§ **What you are asked to do**
Reproduce every item below word for word, changing nothing.

§ **Entries supplied**
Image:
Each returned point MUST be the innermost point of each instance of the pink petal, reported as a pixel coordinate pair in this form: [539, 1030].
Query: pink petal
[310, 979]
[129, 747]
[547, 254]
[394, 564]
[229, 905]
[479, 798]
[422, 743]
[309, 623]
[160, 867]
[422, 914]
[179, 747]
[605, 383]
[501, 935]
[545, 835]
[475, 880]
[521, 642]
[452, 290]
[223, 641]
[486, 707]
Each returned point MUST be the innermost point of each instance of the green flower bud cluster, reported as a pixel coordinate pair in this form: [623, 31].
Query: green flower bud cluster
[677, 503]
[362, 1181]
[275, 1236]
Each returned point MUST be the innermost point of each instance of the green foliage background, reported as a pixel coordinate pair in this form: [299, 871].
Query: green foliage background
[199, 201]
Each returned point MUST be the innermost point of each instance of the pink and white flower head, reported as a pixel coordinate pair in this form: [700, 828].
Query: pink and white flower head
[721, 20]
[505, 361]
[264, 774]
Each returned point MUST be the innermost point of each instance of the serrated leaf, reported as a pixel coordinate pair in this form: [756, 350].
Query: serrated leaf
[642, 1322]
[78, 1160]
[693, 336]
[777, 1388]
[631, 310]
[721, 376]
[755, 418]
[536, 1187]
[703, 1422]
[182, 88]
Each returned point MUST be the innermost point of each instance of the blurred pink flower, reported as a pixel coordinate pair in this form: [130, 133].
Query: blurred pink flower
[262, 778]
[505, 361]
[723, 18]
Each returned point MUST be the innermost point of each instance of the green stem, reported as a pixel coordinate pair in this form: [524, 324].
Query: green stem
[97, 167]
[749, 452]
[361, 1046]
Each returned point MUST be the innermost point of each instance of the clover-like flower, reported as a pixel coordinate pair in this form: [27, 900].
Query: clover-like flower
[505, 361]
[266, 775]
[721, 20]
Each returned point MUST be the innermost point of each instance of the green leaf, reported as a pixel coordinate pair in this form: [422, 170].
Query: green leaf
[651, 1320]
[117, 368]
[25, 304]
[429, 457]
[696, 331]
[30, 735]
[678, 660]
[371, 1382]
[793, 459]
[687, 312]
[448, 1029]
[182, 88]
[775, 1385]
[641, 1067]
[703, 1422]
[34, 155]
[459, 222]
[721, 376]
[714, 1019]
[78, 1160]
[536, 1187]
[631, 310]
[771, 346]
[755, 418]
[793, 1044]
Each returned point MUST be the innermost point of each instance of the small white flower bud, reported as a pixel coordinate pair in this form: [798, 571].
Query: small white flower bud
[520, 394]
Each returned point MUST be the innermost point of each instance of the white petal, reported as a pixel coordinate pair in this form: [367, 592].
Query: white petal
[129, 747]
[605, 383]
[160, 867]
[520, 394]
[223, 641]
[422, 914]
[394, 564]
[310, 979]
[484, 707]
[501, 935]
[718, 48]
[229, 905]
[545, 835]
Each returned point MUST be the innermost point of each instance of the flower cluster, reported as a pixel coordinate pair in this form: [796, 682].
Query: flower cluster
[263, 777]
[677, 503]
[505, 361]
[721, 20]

§ **Exercise result**
Image:
Each returned point MUST be the innermost point of each instance of the pink petal, reported as a pixel coordinate pair in this form: [539, 1030].
Query: pink petal
[310, 979]
[129, 747]
[547, 254]
[394, 564]
[229, 905]
[479, 798]
[422, 743]
[309, 623]
[160, 867]
[422, 914]
[179, 747]
[605, 383]
[501, 935]
[545, 835]
[475, 880]
[521, 642]
[452, 290]
[223, 641]
[486, 707]
Each returned point MUST be the innermost point of each instance of the green flower bud cluster, reported as a pixel coordinate pair in this form: [623, 31].
Query: green flower bud cluster
[677, 503]
[362, 1181]
[275, 1236]
Each returned point MUST be the innermost point of each instance of the green foliage background, reported as a pixel coordinate pair in this form: [299, 871].
Query: green foliage background
[199, 201]
Each returned point MUST be the innermost point of each instance of the pink and white flower head, reported as a pixel coordinate pair in this form: [700, 828].
Query: pink and white flower head
[721, 20]
[505, 361]
[264, 774]
Each returned point MUST be the innermost point of each instance of the serrated leaf, reported as a pixel coordinate pair in this form: [756, 350].
Query: serrated leaf
[642, 1322]
[78, 1160]
[693, 336]
[777, 1388]
[631, 310]
[721, 376]
[755, 418]
[536, 1187]
[703, 1422]
[182, 88]
Each returned point MUST be the innermost point of each instance of the blurred pink flower, reported as a pixel coordinate pair in this form: [130, 133].
Query: blurred pink flower
[262, 778]
[505, 361]
[723, 18]
Each returned point MUST be the innermost point of each instance of the green stem, reported as a pixel coordinate pair in this form: [524, 324].
Query: green stem
[97, 167]
[749, 452]
[361, 1046]
Each returned point MUST be the innermost point of each instance of the clover-like flower, reported as a pixel coordinate pair in this form: [27, 900].
Query: clover-like flower
[505, 361]
[266, 775]
[721, 20]
Each returned point MUST be the innermost point of each instance of the green leaf, reported as a pixel coordinate pair in this form: [422, 170].
Query: green leaf
[651, 1320]
[117, 368]
[25, 304]
[429, 457]
[696, 331]
[30, 735]
[678, 660]
[371, 1382]
[793, 459]
[687, 312]
[448, 1029]
[182, 88]
[775, 1385]
[641, 1067]
[703, 1422]
[34, 155]
[459, 222]
[721, 376]
[714, 1019]
[78, 1160]
[536, 1187]
[631, 310]
[771, 346]
[755, 418]
[793, 1044]
Each returned point MUST be the innermost point of each instance of the small white flower bud, reported as a pixel coordinate pair in this form: [798, 571].
Query: small white flower bud
[520, 394]
Each returned point MUST be the innermost point of each instance of the white petal, reported as a pixel coordinate pair in this form: [367, 592].
Query: white petal
[129, 747]
[605, 383]
[160, 867]
[520, 394]
[223, 641]
[422, 914]
[394, 564]
[310, 979]
[484, 707]
[501, 935]
[718, 48]
[229, 905]
[545, 835]
Each returned point MUST be the innermost point of each instance of the flower cluster, reported as a pixel coordinate pair in this form: [796, 682].
Query: flower cluster
[263, 777]
[677, 503]
[505, 361]
[721, 20]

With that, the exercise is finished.